_WORK TASK_
Quote exactly and only this range of lines in the data below: the line that holds "pixel 27 235" to the line that holds "Every instance of the window", both included.
↓↓↓
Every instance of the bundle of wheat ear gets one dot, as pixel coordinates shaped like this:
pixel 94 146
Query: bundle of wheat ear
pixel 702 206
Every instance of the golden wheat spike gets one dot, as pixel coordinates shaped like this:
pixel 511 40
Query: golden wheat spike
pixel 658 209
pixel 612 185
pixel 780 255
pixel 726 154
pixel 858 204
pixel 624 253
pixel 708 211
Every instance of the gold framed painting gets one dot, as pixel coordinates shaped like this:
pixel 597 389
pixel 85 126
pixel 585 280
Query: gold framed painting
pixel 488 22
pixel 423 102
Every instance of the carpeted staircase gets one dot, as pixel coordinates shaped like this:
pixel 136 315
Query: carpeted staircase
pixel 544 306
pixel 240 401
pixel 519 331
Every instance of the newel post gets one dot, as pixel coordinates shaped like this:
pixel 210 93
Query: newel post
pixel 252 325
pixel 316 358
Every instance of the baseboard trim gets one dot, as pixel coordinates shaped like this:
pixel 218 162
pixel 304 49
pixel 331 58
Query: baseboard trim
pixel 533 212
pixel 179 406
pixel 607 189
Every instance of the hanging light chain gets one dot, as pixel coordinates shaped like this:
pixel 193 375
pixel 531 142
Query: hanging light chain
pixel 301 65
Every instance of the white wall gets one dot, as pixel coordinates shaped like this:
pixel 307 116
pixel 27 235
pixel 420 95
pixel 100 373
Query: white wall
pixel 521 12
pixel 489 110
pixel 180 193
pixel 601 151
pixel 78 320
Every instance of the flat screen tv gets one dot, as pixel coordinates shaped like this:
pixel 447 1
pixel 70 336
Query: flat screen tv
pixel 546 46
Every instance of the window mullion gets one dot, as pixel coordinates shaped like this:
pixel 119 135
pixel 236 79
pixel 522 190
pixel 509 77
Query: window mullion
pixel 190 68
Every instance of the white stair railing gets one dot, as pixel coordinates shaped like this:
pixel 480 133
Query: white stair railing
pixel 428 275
↑↑↑
↓↓↓
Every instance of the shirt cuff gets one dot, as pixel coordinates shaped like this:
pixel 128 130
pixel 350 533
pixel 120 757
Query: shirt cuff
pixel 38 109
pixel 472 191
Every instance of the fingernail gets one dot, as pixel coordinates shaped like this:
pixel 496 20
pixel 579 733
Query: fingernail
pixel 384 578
↑↑↑
_ANSWER TO THIS EXERCISE_
pixel 27 235
pixel 420 95
pixel 100 373
Query: white wall
pixel 521 12
pixel 489 110
pixel 180 193
pixel 601 151
pixel 78 320
Every instance of the flat screen tv gets one dot, as pixel coordinates shaped like this:
pixel 447 1
pixel 70 336
Query: flat screen tv
pixel 546 46
Every instance of the window mullion gets one dot, as pixel coordinates shaped like this:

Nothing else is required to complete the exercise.